__Your task__: Copy the data below from the line with "query=blurred background --output=box" to the line with "[230,495,391,738]", inclusive, keeping the requests and shifting every bounding box coordinate by -63. Output only those lines.
-- begin Raw data --
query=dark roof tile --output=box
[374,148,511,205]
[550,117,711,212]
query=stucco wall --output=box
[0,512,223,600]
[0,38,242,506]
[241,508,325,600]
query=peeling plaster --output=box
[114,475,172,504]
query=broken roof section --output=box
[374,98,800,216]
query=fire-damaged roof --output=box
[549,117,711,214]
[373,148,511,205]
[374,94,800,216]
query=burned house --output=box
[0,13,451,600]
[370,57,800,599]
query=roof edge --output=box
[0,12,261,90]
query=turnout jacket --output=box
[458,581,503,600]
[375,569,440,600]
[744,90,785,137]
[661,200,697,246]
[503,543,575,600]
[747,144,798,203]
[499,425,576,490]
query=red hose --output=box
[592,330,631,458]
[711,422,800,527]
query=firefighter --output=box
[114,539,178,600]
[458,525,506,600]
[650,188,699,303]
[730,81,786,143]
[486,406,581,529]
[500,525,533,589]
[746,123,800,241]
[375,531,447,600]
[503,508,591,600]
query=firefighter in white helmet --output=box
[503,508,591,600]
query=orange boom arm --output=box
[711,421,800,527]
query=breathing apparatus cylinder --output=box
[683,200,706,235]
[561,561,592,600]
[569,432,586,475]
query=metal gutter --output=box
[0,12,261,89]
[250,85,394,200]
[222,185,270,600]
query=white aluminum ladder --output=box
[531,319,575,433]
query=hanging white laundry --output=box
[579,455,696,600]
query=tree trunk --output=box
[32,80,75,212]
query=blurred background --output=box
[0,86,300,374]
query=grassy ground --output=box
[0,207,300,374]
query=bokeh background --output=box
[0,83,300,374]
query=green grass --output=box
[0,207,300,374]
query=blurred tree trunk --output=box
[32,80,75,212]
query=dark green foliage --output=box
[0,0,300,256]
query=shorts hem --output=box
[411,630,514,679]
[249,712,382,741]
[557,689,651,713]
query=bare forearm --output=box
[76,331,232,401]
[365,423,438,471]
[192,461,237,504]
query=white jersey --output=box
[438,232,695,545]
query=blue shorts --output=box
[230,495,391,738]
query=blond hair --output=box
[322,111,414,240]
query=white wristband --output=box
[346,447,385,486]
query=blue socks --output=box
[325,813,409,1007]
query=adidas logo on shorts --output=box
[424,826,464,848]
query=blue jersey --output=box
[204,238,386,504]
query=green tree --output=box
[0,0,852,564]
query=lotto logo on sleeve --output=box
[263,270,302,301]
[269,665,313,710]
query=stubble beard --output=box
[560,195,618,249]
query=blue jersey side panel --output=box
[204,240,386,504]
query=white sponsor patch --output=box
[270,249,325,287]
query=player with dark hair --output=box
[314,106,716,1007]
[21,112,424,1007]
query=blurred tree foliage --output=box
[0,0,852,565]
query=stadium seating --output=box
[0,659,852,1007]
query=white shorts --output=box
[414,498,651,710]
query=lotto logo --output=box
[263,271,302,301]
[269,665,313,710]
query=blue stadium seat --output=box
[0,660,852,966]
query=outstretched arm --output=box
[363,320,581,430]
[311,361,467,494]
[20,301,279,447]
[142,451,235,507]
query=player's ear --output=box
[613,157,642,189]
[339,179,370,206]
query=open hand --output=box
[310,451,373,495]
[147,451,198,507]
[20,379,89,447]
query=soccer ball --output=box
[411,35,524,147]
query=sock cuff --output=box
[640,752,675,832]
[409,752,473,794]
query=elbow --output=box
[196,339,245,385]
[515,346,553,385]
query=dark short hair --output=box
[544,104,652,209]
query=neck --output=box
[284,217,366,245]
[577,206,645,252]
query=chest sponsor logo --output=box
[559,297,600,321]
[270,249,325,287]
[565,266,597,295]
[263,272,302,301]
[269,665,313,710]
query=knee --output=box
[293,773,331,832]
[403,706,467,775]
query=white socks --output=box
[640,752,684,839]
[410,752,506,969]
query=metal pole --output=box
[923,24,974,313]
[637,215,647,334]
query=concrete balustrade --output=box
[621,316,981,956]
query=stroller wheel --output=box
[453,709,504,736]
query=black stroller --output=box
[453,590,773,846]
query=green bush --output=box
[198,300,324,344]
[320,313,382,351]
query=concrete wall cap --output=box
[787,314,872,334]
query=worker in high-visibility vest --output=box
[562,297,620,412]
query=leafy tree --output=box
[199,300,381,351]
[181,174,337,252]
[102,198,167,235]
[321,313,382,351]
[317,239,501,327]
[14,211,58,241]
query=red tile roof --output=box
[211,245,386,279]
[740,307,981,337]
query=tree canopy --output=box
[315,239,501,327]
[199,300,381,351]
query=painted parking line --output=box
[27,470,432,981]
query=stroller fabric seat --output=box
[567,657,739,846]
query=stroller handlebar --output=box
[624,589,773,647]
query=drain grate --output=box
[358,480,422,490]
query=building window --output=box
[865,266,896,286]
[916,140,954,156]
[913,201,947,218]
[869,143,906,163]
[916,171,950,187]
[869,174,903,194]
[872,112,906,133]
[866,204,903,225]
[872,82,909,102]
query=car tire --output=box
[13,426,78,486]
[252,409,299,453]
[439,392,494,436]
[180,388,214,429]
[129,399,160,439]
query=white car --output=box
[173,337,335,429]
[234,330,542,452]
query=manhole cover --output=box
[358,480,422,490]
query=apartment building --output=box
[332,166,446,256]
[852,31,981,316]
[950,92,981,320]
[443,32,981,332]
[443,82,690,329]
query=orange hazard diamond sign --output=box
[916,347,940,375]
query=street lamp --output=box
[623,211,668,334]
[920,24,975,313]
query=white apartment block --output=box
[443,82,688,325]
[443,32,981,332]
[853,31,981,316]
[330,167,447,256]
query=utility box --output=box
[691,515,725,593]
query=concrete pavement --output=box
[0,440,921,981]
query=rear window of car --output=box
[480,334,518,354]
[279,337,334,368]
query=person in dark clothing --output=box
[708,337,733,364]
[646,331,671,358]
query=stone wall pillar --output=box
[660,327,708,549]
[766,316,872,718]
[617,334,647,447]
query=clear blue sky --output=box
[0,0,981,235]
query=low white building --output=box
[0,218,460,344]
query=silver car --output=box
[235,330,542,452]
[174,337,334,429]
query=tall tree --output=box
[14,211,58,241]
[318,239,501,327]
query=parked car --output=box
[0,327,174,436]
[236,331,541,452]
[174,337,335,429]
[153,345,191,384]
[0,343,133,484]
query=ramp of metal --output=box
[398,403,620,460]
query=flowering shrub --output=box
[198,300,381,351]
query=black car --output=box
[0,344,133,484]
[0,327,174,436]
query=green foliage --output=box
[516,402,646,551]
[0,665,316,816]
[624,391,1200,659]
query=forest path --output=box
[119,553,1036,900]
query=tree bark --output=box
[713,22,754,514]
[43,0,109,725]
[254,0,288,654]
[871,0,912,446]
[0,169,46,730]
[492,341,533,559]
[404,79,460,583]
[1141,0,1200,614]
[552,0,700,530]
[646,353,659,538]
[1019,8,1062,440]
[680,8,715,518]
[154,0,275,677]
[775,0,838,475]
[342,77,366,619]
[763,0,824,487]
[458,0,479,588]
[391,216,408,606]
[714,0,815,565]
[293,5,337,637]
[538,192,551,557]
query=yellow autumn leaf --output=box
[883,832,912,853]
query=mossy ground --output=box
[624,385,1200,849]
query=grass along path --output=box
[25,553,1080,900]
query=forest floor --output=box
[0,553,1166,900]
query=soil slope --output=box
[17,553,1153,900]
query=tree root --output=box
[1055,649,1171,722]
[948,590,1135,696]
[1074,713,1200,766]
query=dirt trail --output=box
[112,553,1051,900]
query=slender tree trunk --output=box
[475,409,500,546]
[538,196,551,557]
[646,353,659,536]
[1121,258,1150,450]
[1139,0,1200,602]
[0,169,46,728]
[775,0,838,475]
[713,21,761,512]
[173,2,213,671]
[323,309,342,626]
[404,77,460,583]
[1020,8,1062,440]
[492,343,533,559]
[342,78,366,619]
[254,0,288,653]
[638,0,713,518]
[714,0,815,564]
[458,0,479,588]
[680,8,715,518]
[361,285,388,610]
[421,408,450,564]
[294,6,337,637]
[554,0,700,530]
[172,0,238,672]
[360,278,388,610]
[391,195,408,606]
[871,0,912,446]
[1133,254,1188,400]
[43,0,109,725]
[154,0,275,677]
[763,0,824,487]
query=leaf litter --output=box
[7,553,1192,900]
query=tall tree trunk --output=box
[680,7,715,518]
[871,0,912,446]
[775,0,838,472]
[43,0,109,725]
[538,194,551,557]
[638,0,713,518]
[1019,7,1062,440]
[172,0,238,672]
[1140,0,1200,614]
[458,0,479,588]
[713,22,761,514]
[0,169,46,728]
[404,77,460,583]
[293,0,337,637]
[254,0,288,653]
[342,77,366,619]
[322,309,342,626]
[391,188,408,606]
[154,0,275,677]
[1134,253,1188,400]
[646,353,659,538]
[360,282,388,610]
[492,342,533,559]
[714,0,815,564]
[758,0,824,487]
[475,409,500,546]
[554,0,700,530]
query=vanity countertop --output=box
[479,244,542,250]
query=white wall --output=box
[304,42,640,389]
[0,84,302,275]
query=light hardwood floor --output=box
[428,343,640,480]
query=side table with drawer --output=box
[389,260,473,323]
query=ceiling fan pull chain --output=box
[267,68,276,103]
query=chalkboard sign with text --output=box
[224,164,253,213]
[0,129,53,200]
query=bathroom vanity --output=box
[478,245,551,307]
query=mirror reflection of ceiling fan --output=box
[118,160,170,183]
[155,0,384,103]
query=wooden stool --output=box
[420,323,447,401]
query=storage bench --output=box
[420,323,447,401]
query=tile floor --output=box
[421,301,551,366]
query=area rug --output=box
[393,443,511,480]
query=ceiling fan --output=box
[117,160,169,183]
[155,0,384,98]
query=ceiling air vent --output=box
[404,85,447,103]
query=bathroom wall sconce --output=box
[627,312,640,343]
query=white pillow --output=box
-- end Raw data --
__Result below__:
query=blurred background --output=box
[-63,23,237,311]
query=grassy ground --output=box
[-63,144,237,311]
query=bokeh background --output=box
[-63,20,237,311]
query=green grass --output=box
[-63,144,237,311]
query=blurred tree trunk --output=box
[-31,17,12,149]
query=dark green foliage --output=box
[-63,-63,237,193]
query=shorts hem --output=box
[348,567,451,616]
[186,649,319,678]
[494,626,588,650]
query=bare forearm --output=box
[13,268,169,338]
[302,360,375,408]
[129,398,174,441]
query=white jersey --output=box
[375,169,632,482]
query=blue shorts --output=box
[167,432,328,675]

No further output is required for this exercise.